It’s an irony of modern life that the exponential spread of information has given rise to another exponential spread, of books about the exponential spread of information. We’ve got more facts than we ever had before, and so we’ve got more ruminations on how those facts affect us. Does Google make us stupid, or has it given us a deeper knowledge? Is there now so much to read and learn that we’ll never master anything (a concern that dates back at least 800 years)? Are all these facts disposable, such that what we learn today will be obsolete tomorrow?
The Harvard network scientist and pop theorist Samuel Arbesman stokes our fears of information on the cover of his recent book, The Half-Life of Facts: Why Everything We Know Has an Expiration Date. Watch out, that title says: The truth is melting! But the argument that Arbesman lays out (in a set of loosely connected anecdotes and essays) works to do the opposite. He uses math as a medication for this anxiety, to keep us calm in the face of shifting knowledge. His book works like a data-beta-blocker: By fitting fickle truths to models and equations, it promises a way to handle life’s uncertainty and keep abreast of “the vibrations in the facts around us.” In the end, though, the prescription runs afoul of a more fundamental ambiguity: What does it mean to call a fact a fact to start with?
Arbesman’s book expands on a piece he wrote in 2010 for the Ideas section of the Boston Globe. That short essay, called “Warning: Your reality is out of date,” laid out a theory of what Arbesman named the mesofact. “When people think of knowledge,” he wrote, “they generally think of two sorts of facts.” One includes the data that should never change, like the atomic weight of hydrogen, while the other comprises all the tidbits that shift from day to day, like the closing price of the Dow Jones Industrial Average. Even in the stable camp, facts can mutate: An atom’s weight, for example, varies depending on the isotope. But Arbesman is more interested in a third category of knowledge, one that’s nestled between the other two in terms of how amenable it is to change. These are the facts that shift too slowly for us to notice, but not so slowly that they’ll only matter to our children. “Mesofacts,” he says, evolve within our lifetimes but often out of view.
Mesofacts are the hardest to keep track of, as we have a natural inclination to assume that much of what we learned in school would hold forever true. That means they’re just the things we ignore and overlook, leaving us misinformed about the world. Add in the changing fact(!) that there are now more new facts than there were before, and that many of these facts are different, and the problem of the mesofact seems bigger still. But Arbesman hopes to teach us to navigate this blind spot by acknowledging that it’s there. If we learn to think about these things that transform behind our backs—if Arbesman can succeed in “raising awareness of the middle category of facts,” as he promises on a website he’s set up called Mesofacts.org—then we’ll be able to expand our minds and fix the world and …
Well, I’m not sure what else. It’s still a little vague, and even after reading The Half-Life of Facts, I haven’t fully grasped the real-world stakes involved. What’s clear enough is that the science of mesofacts offers a certain kind of comfort. Instead of showing all this information as a creepy, growing thing, fanning out down paths we’ll never follow, Arbesman turns data-spread into something clean and geological—a hard science with hard laws. Facts, he says, crumble according to the rules of mathematics, and though these changes may be susceptible to landslides or tectonic shifts (the invention of the printing press, the theory of evolution, etc.), their changing composition can be understood and explicated.

Stored data:
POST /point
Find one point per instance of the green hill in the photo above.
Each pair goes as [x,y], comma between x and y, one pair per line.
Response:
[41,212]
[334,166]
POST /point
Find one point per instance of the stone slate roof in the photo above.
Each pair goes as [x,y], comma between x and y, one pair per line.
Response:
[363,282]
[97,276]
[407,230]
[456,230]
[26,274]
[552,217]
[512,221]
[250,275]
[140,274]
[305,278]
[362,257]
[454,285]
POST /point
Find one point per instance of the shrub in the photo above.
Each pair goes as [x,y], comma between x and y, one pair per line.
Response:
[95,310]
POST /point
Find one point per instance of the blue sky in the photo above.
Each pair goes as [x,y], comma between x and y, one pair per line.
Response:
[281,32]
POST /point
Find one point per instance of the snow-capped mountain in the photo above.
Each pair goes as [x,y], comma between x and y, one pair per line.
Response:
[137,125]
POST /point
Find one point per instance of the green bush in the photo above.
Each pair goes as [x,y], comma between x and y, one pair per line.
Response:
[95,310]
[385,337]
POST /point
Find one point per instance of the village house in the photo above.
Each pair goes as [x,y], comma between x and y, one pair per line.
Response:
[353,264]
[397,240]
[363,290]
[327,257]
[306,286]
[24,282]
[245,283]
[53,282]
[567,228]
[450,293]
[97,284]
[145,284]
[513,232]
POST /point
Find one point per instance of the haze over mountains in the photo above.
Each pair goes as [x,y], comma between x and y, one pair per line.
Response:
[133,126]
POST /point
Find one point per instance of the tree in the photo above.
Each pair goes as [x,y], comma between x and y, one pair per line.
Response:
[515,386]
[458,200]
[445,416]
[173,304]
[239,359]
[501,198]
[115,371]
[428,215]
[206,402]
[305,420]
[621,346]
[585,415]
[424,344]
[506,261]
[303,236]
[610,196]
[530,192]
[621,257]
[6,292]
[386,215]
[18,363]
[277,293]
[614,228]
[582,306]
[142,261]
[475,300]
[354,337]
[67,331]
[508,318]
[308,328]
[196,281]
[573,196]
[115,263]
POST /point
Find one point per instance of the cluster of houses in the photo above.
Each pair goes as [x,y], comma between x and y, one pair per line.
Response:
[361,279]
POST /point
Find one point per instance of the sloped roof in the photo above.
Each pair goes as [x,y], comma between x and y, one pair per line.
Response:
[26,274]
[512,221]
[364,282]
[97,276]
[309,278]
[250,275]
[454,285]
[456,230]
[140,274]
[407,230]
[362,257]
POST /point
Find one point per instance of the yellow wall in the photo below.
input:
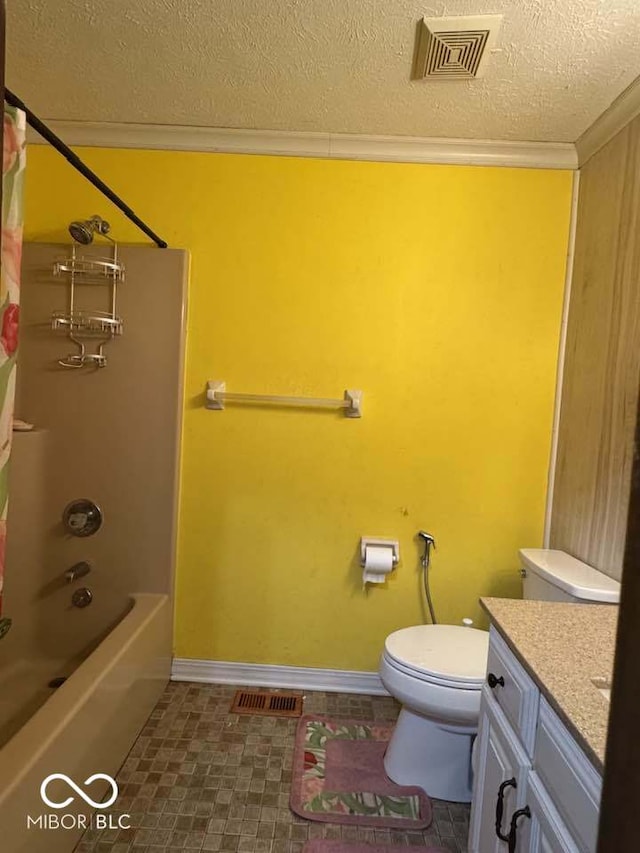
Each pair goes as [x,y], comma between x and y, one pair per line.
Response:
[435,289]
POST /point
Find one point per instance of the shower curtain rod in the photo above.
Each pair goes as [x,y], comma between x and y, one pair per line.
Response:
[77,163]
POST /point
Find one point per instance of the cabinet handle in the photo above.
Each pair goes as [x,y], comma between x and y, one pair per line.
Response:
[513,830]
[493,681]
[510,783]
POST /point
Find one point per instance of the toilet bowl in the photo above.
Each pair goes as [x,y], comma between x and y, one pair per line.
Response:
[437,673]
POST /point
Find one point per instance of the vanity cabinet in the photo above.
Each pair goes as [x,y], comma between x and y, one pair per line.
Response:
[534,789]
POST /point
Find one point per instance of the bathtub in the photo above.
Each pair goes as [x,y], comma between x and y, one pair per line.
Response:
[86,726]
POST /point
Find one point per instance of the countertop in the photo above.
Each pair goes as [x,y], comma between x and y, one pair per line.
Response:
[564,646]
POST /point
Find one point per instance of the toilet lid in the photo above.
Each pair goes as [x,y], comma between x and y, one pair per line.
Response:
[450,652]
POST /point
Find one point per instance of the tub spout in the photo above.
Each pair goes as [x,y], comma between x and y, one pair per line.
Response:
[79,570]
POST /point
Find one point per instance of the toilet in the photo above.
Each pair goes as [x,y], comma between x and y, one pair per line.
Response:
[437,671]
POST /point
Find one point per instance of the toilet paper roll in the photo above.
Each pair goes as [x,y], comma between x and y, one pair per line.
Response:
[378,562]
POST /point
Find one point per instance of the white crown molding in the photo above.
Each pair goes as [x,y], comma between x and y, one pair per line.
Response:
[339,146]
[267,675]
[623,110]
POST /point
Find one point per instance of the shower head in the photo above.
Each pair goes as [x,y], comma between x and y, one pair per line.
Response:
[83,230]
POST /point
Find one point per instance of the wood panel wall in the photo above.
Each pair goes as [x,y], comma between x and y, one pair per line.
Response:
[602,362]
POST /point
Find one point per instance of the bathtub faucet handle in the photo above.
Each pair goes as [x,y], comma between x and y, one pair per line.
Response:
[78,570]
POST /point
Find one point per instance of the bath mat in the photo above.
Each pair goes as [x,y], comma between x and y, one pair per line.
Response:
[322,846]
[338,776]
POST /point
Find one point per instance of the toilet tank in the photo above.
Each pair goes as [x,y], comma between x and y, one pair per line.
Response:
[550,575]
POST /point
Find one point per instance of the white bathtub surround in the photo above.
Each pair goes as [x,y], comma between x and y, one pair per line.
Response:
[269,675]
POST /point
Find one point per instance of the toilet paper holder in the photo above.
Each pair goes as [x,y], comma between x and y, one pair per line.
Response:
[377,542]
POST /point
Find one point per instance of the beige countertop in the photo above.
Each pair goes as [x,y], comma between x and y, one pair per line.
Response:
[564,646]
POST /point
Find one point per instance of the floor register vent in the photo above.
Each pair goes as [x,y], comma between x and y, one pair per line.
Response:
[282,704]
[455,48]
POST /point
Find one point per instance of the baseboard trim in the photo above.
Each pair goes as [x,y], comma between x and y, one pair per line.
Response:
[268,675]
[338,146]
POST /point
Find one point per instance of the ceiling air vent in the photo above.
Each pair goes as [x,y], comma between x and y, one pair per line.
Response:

Exercise instructions:
1. Could you repeat the essay on mesofacts word for word, from "The Harvard network" to "to start with?"?
2. Can you go on with the essay on mesofacts, picking up after its last sentence?
The material above stands apart from the essay on mesofacts.

Task answers:
1.
The Harvard network scientist and pop theorist Samuel Arbesman stokes our fears of information on the cover of his recent book, The Half-Life of Facts: Why Everything We Know Has an Expiration Date. Watch out, that title says: The truth is melting! But the argument that Arbesman lays out (in a set of loosely connected anecdotes and essays) works to do the opposite. He uses math as a medication for this anxiety, to keep us calm in the face of shifting knowledge. His book works like a data-beta-blocker: By fitting fickle truths to models and equations, it promises a way to handle life’s uncertainty and keep abreast of “the vibrations in the facts around us.” In the end, though, the prescription runs afoul of a more fundamental ambiguity: What does it mean to call a fact a fact to start with?

2.
For example, studies show that the “half-life” of a scientific paper—that is to say, the time it takes to lose half its influence in the field, in terms of how often it gets cited—can be described with some precision. A study in a physics journal loses half its value at a period of 10 years, he says, while the similar decay in urology goes a little faster, at 7.1 years. Or here’s another stat: About half the facts we know about the treatment of cirrhosis or hepatitis are rendered obsolete every 45 years.
These rules don’t just apply to specialists. One of the most book’s most charming observations concerns the rate at which the rest of us, the nonscientists, figure out that what we thought we knew was wrong. Certain schoolroom facts, says Arbesman, like the fleshy forms of dinosaurs, tend to shift just once per generation. That’s because what we learn about these animals gets baked in by our grade-school teachers. If paleontologists make a new discovery—let’s say, that dinosaurs had feathers—we may not hear about it until our own kids bring the news home from school. I’m guessing something similar might apply to culture, too: How many people raised on George Romero would have to learn about the changing speed of zombies from their children, too?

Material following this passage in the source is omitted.